TEXT BLOCK
################
Pyramid Scheme

June 3, 2011

My Plate

Yesterday the USDA unveiled their new diagram for what constitutes a balanced, healthy diet. Seen above, it’s a plate, with the proportions clearly delineated and reflecting what we’ve come to accept as a healthy food intake: mostly vegetables and grains, followed by fruit, then protein, and finally some dairy. It’s a vast improvement over the last “food pyramid,” which you probably ignored because it conveyed almost no useful information:

It tried to convey the same sense of proportion, but was too cluttered to be effective. (And what was the yellow stripe supposed to represent?) I always imagined this to be the Aztec diet: offerings to the gods piled up at the bottom, with a “virgins/blood/chocolate” icon missing from the apex. It was classic Tuftean chartjunk that made you long for it’s predecessor:

This pyramid tried to convey the correct proportions, but misunderstood the importance people place on “the thing at the top of the graph”: Even though it’s labeled “USE SPARINGLY,”  fats, oils, & sweets are frequently construed as essential due to their prominent position. This user error is what prompted the switch to the plate: after all, anyone can understand a pie chart.

I think MyPlate is a step in the right direction, although it has a few flaws. It lumps all protein sources together, making red meat as important as seafood, poultry, and nuts. It also “hides” fats in the dairy and proteins groups, providing no visual cue for the amount of fat that should be consumed daily. I’m willing to give it a chance – combined with a much more informative web site where you can click on any group for an in-depth explanation, the site has a lot to offer.

There is, however, an alternate MyPlate, proposed by James Beard Award-winning Twitter personality Ruth Bourdain:

That more like it, although I’d switch the proportions of beef and pork. And where are the separate areas for bacon and chocolate? I think I need to have a conversation with the First Lady: she can bring the greens, I’ll bring the bacon explosion.
################
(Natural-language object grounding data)
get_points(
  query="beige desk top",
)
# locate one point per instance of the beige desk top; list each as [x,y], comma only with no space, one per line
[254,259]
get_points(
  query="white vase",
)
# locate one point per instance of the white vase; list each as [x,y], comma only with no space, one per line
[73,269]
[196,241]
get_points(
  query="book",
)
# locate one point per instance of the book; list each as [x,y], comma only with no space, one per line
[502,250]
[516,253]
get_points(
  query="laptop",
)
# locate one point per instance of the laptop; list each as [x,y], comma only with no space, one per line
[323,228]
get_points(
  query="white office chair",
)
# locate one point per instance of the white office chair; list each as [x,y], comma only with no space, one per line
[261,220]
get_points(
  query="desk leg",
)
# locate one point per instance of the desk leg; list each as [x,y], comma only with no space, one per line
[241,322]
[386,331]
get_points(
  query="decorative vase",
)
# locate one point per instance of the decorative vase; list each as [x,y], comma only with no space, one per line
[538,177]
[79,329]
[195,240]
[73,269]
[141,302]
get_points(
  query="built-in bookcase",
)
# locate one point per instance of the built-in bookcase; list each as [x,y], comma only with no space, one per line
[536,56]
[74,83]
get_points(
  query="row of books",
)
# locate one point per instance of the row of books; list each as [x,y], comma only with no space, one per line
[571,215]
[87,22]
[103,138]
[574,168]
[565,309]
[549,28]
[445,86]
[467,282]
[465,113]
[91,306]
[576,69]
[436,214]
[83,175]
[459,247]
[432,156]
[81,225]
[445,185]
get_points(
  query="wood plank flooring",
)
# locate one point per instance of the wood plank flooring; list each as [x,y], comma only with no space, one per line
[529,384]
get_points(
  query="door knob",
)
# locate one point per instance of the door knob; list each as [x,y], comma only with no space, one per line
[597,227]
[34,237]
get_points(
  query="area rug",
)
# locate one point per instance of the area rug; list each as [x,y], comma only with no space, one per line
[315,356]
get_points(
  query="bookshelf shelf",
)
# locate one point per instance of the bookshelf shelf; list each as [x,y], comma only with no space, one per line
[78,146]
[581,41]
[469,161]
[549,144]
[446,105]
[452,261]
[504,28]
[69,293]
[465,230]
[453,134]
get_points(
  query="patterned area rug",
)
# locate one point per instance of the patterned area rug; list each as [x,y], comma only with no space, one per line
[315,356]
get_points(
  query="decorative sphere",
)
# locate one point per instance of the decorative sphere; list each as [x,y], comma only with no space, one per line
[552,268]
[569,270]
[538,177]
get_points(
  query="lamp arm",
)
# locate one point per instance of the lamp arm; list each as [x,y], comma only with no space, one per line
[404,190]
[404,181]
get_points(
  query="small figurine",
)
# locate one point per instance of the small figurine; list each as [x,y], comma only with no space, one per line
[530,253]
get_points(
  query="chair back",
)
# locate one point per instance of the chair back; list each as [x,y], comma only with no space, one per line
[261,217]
################
TASK DETAILS
In the post about the USDA's MyPlate, condense the paragraph beginning "I think MyPlate is a step in the right direction" into a shorter version that keeps its main points.

ANSWER BELOW
MyPlate is a step in the right direction but has flaws. It groups all protein sources together, so red meat counts as much as seafood, poultry and nuts. It also hides fats within the dairy and protein groups, with no visual cue for how much fat to eat daily. Still, the writer will give it a chance, since its much more informative website, where any group can be clicked for an in-depth explanation, has a lot to offer.